»»

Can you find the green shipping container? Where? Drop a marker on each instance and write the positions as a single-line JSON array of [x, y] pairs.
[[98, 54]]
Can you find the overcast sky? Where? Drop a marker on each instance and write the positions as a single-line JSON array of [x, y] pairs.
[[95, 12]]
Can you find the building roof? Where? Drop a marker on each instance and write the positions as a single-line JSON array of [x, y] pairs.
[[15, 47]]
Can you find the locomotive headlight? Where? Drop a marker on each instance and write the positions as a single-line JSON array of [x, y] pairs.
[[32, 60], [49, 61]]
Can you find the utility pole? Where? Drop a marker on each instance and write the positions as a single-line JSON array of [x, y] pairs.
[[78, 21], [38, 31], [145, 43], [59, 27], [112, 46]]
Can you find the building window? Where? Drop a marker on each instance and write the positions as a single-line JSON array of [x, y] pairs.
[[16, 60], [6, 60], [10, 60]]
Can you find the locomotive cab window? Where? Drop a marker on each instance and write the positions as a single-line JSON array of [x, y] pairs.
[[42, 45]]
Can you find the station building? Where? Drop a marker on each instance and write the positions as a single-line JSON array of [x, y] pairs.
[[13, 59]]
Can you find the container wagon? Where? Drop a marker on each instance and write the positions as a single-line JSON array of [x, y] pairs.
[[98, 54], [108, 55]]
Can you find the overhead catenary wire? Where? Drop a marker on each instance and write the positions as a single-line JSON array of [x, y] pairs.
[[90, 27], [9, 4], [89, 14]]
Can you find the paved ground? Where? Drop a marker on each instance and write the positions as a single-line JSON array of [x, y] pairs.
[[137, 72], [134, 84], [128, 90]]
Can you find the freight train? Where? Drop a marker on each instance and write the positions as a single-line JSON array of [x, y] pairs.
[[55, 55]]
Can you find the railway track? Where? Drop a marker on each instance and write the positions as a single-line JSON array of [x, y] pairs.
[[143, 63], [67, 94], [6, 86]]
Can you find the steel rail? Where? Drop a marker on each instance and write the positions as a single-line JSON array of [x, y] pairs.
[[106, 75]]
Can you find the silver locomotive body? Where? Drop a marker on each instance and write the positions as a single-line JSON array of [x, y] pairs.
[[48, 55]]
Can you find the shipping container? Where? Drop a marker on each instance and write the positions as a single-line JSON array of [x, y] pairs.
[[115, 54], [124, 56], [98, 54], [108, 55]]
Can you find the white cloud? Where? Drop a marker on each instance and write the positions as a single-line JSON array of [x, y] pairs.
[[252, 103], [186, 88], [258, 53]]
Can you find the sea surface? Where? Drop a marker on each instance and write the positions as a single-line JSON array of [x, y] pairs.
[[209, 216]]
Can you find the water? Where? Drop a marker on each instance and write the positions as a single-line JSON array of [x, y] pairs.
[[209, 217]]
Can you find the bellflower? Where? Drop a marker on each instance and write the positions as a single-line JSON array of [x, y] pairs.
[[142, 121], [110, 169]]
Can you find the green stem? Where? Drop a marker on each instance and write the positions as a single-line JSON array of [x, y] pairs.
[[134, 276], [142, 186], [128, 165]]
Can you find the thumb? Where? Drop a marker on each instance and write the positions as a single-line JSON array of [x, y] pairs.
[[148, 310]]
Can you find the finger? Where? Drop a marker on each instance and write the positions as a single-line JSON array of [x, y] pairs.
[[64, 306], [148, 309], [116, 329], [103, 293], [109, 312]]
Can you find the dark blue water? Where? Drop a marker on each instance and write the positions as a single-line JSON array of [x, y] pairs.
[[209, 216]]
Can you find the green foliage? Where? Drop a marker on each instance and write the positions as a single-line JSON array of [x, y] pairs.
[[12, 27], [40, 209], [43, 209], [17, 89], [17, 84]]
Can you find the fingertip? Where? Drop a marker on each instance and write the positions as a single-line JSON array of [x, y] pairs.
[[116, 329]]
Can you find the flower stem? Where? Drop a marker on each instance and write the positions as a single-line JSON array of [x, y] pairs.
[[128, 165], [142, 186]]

««

What the exercise asks: Copy every line in the items above, without changing anything.

Result of the task:
Can you find the green shipping container? Where? Drop a marker on each instance and write the positions as a single-line JSON array of [x, y] pairs.
[[98, 54]]
Can you find the overcast sky? Where? Drop a marker on each instance and write the positions as a single-line JSON array of [x, y] pairs.
[[95, 12]]
Can you find the building roof? Where? Drop a marker on each instance and write the positions as a single-line JSON array of [x, y] pairs.
[[15, 47]]
Can you find the locomotive headlight? Where? Drop a marker on each instance and write the positions as a single-line JSON array of [x, y] pairs.
[[32, 60], [49, 61]]
Can you find the utility pole? Where? Drop a marker on each instance and write the positions as a single-line JSON array of [x, y] pairs.
[[78, 21], [38, 31], [145, 43], [59, 27], [112, 46]]
Can you find the building window? Where? Drop a marker on each instance and write the positions as a single-line JSON array of [x, y] pairs.
[[16, 60], [6, 60], [10, 60]]
Can you find the locomotive cab window? Where? Drop a marker on each instance and write the positions as a single-line JSON array of [x, y] pairs.
[[42, 45]]
Can you find the station building? Where? Drop a marker on each instance and write the positions as a single-line JSON array of [x, y] pairs.
[[13, 59]]
Can you find the container wagon? Where? Drop a marker on each instance and write the positions as a single-line JSON array of [x, y] pairs.
[[98, 54], [108, 55]]
Can you find the overhead catenary wire? Where? Drop a marker on each instance and write the positions as a single-line JSON array of [x, y] pairs.
[[90, 27], [9, 4], [89, 14]]
Can you find the paved ground? Where? Drop a marker on each instance and write the positions as a single-line JSON array of [x, y] pairs.
[[137, 72], [134, 84], [128, 90]]
Can you find the freight train? Where? Drop a marker on each instance and write the positions as a single-line JSON array of [x, y] pairs.
[[55, 55]]
Can you find the railway track? Where? Drop a marker on each instance and write the positions as a single-line JSON array of [x, y] pairs.
[[143, 63], [67, 94], [6, 86]]
Can you find the steel rail? Where? Drop a marker on each instance and write the positions as a single-line JSON array of [x, y] pairs.
[[106, 75]]
Can you find the silver locomotive body? Where? Drop a marker on each instance and write the positions as a single-line JSON array of [x, y] pairs.
[[48, 55]]
Can you find the shipping container? Where? Drop a marker on each instance and write the positions as a single-line JSON array of [x, y] pairs.
[[115, 54], [124, 56], [98, 54], [108, 55]]
Can you find the white cloud? Where? Drop a marker on each instance and write the positions as a single-line JSON array of [x, y] pairs.
[[252, 103], [186, 88], [258, 53]]
Can you find the sea surface? Where? Drop a marker on each instance and write the positions as a single-line JSON array of [x, y] pairs.
[[209, 216]]
Can you find the water? Where? Drop a marker on each instance and write the positions as a single-line JSON array of [x, y] pairs.
[[209, 217]]
Can you find the bellflower? Where? Drop a marker on each instance and write the positions as a single-line JSON array of [x, y] pairs.
[[142, 121], [110, 169]]
Can you find the green stem? Where? Drop a marker on each instance and write the positions as a single-line JSON array of [x, y] pairs.
[[134, 276], [142, 186], [128, 165]]
Can you find the thumb? Where? Drop a marker on each instance and write the positions as a single-line JSON array of [x, y] pairs.
[[148, 310]]
Can you find the finger? Where? Drop a marker on each instance and write the positions as a single-line JSON array of [x, y] pairs.
[[64, 306], [148, 309], [116, 329], [103, 293], [109, 312]]
Can you find the dark blue water? Where? Drop a marker on each instance and write the positions as a single-line JSON array of [x, y] pairs.
[[209, 216]]
Can you find the green foliage? Where? Drop a marker on each instance and write the positions as a single-line JSON array of [x, y] pairs.
[[12, 27], [40, 209], [43, 209], [17, 89], [17, 84]]
Can you find the fingertip? Where? Drop a marker on each instance and write the positions as a single-line JSON array of [x, y] pairs.
[[116, 329]]
Can you find the flower stem? Where? Drop a marker on each instance and write the positions as a single-line JSON array of [x, y] pairs.
[[128, 165], [142, 186]]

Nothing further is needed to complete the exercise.